• [The task]: Set down each line of the data below exactly as it stands, dropping the pictures.

==== Recorded information

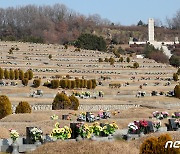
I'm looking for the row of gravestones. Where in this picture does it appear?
[123,119,180,140]
[12,104,140,112]
[0,119,180,152]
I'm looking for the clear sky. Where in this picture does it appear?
[0,0,180,25]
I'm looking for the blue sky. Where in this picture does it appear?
[0,0,180,25]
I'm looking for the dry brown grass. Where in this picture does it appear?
[32,141,139,154]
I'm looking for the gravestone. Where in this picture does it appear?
[62,115,69,120]
[25,127,34,144]
[168,119,178,131]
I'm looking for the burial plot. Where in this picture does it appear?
[144,121,154,134]
[62,115,69,120]
[167,119,178,131]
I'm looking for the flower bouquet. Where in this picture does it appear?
[175,119,180,128]
[153,120,161,131]
[153,111,164,120]
[172,112,180,118]
[103,122,118,135]
[9,129,19,142]
[161,112,169,118]
[51,114,59,120]
[77,112,86,121]
[92,122,103,136]
[139,120,148,132]
[50,122,72,140]
[30,127,43,142]
[77,123,93,139]
[128,122,138,134]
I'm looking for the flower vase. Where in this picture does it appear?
[35,140,41,147]
[126,134,131,141]
[76,135,83,141]
[91,135,97,141]
[108,134,113,140]
[139,132,144,137]
[12,140,19,154]
[156,129,160,133]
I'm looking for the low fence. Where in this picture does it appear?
[12,104,140,112]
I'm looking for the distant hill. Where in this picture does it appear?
[0,4,180,44]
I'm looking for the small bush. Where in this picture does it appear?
[0,95,12,119]
[33,79,41,88]
[15,102,31,114]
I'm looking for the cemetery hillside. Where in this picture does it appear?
[0,4,180,154]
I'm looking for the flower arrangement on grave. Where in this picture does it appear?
[73,92,81,96]
[153,111,163,120]
[98,109,104,118]
[30,127,43,142]
[171,113,180,118]
[161,112,169,118]
[153,120,161,130]
[128,122,139,133]
[50,122,72,140]
[139,120,148,132]
[78,112,86,121]
[175,119,180,127]
[128,120,148,133]
[103,122,118,135]
[82,91,91,97]
[77,123,93,139]
[9,129,19,142]
[51,114,59,120]
[92,122,103,136]
[87,113,96,122]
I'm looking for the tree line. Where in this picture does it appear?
[0,4,110,44]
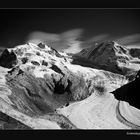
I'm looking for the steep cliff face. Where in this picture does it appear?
[0,43,138,129]
[72,41,139,75]
[129,48,140,58]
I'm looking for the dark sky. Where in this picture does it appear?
[0,9,140,47]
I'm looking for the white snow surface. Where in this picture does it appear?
[0,43,140,129]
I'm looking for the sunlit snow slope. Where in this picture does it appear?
[0,43,140,129]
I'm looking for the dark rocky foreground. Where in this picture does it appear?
[112,71,140,109]
[0,42,140,129]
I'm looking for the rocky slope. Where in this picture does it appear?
[0,43,139,129]
[72,41,139,79]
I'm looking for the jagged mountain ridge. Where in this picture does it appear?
[0,43,139,128]
[72,41,138,75]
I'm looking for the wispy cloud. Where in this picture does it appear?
[27,29,83,53]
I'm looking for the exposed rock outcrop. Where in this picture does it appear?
[72,41,136,75]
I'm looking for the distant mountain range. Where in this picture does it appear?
[0,41,140,129]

========

• [Reply]:
I'm looking for the row of gravestones. Where in this picture does it appear?
[123,119,180,140]
[12,104,140,112]
[0,119,180,152]
I'm looking for the clear sky. Where in this picture does it appear?
[0,0,180,25]
I'm looking for the blue sky. Where in this picture does it appear?
[0,0,180,25]
I'm looking for the dry brown grass. Where in this picture does it appear?
[32,141,139,154]
I'm looking for the gravestone. Where in this picture does it appear?
[62,115,69,120]
[25,127,34,144]
[168,119,178,131]
I'm looking for the burial plot. Where in this picture does it appear?
[144,121,154,134]
[62,115,69,120]
[167,119,178,131]
I'm looking for the flower bouquet. Where in this picture does it appear?
[175,119,180,128]
[153,120,161,131]
[153,111,164,120]
[172,112,180,118]
[103,122,118,135]
[9,129,19,142]
[161,112,169,118]
[51,114,59,120]
[77,112,86,121]
[92,122,103,136]
[139,120,148,132]
[50,122,72,140]
[30,127,43,142]
[77,123,93,139]
[128,122,138,134]
I'm looking for the flower vase. Where in this picture does it appear?
[35,140,41,147]
[126,134,131,141]
[76,135,83,141]
[91,135,97,141]
[108,134,113,140]
[139,132,144,137]
[12,140,19,154]
[156,129,160,133]
I'm looking for the low fence. Where in this picture does it appear?
[12,104,140,112]
I'm looking for the distant hill. Where in this picture does it appear?
[0,4,180,44]
I'm looking for the small bush. Where in this picture does it appear?
[0,95,12,119]
[33,79,41,88]
[15,102,31,114]
I'm looking for the cemetery hillside. Where in this picture does it appear?
[0,4,180,154]
I'm looking for the flower arrangement on grave. Where in this picture does it appear?
[73,92,81,96]
[153,111,163,120]
[98,109,104,118]
[30,127,43,142]
[171,113,180,118]
[161,112,169,118]
[153,120,161,130]
[128,122,139,133]
[50,122,72,140]
[139,120,148,132]
[78,112,86,121]
[175,119,180,127]
[128,120,148,133]
[103,122,118,135]
[82,91,91,97]
[77,123,93,139]
[9,129,19,142]
[51,114,59,120]
[92,122,103,136]
[87,113,96,122]
I'm looking for the tree line. Where in this picture does it appear?
[0,4,110,44]
I'm looking for the steep cliff face. Where in this picture does it appear?
[0,43,138,129]
[72,41,139,75]
[129,48,140,58]
I'm looking for the dark sky. Where in this picture does it appear?
[0,9,140,47]
I'm looking for the white snow surface. Where in this picture does it appear?
[0,43,140,129]
I'm looking for the sunlit snow slope. Where in this picture does it appear?
[0,43,140,129]
I'm looking for the dark rocky foreground. Where in this picture does it appear?
[112,71,140,109]
[0,42,140,129]
I'm looking for the rocky slope. Where in this picture does it appear?
[0,43,139,129]
[72,41,139,79]
I'm looking for the jagged mountain ridge. Where in this picture does it appear?
[0,43,139,128]
[72,41,138,75]
I'm looking for the wispy cloud. Where in this picture does it appear?
[27,29,83,53]
I'm looking for the exposed rock outcrop. Where in this picture does it appear?
[72,41,136,75]
I'm looking for the distant mountain range. Where in this picture does it appear?
[0,41,140,129]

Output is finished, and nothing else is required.